Your instructions: Gather each line of the records below that contains the string "pink" and copy those lines out unchanged.

Data listing:
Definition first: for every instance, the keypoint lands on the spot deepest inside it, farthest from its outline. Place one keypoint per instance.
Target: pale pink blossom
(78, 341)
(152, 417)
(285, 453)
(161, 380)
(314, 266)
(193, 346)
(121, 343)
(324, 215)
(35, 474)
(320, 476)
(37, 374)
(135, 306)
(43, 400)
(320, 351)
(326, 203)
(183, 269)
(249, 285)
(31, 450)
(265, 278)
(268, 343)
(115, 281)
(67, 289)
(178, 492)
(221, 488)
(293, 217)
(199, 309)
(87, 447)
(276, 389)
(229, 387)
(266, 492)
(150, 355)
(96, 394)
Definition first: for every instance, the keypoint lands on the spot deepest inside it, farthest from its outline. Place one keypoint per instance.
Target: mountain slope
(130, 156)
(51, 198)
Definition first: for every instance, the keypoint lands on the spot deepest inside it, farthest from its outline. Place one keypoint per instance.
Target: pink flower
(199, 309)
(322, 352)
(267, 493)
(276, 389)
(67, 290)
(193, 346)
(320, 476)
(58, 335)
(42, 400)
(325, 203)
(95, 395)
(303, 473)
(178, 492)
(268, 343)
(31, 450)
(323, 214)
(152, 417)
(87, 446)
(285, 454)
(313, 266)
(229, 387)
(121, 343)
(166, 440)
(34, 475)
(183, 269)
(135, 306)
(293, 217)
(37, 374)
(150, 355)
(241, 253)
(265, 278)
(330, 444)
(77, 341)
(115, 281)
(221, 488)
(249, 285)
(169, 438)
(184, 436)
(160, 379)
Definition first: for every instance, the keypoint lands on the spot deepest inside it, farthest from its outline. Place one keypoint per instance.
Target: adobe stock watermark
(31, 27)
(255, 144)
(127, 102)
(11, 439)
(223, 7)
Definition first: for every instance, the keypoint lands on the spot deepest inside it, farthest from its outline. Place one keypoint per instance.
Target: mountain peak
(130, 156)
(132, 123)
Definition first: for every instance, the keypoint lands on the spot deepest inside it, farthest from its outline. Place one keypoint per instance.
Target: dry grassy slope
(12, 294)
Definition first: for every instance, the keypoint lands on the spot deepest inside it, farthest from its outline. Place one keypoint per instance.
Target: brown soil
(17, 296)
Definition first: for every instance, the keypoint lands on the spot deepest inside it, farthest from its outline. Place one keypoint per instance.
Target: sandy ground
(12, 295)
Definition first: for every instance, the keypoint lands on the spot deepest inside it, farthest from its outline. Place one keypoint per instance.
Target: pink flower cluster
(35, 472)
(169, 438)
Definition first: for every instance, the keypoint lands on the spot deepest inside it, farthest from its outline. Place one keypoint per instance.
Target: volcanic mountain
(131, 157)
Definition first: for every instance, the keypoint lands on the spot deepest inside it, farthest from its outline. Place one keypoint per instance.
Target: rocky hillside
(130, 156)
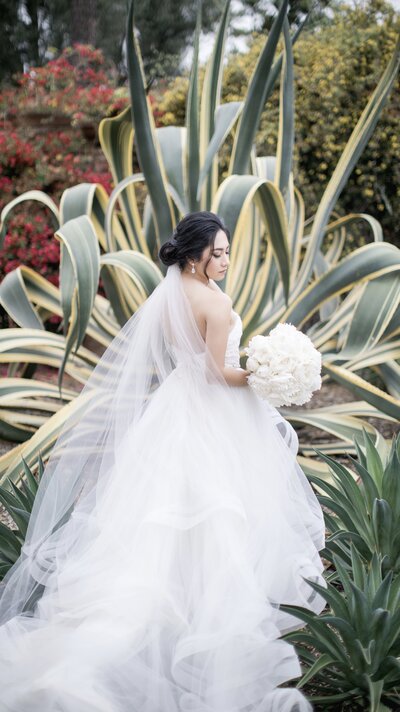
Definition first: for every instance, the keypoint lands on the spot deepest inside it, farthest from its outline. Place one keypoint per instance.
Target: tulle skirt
(166, 597)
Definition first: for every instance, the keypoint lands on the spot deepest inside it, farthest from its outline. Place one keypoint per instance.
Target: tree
(33, 30)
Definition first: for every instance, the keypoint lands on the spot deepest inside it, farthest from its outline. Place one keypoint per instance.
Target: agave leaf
(374, 310)
(284, 155)
(210, 98)
(116, 138)
(361, 388)
(192, 155)
(148, 151)
(172, 142)
(79, 277)
(321, 663)
(364, 263)
(225, 118)
(355, 146)
(261, 85)
(114, 235)
(232, 202)
(14, 298)
(35, 195)
(127, 295)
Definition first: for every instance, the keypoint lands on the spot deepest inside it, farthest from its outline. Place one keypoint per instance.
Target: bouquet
(285, 366)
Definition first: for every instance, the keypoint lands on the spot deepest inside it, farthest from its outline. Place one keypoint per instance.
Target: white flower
(285, 366)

Answer to the exercise:
Target: pale pink blossom
Target: pink flower
Target: pink flower cluster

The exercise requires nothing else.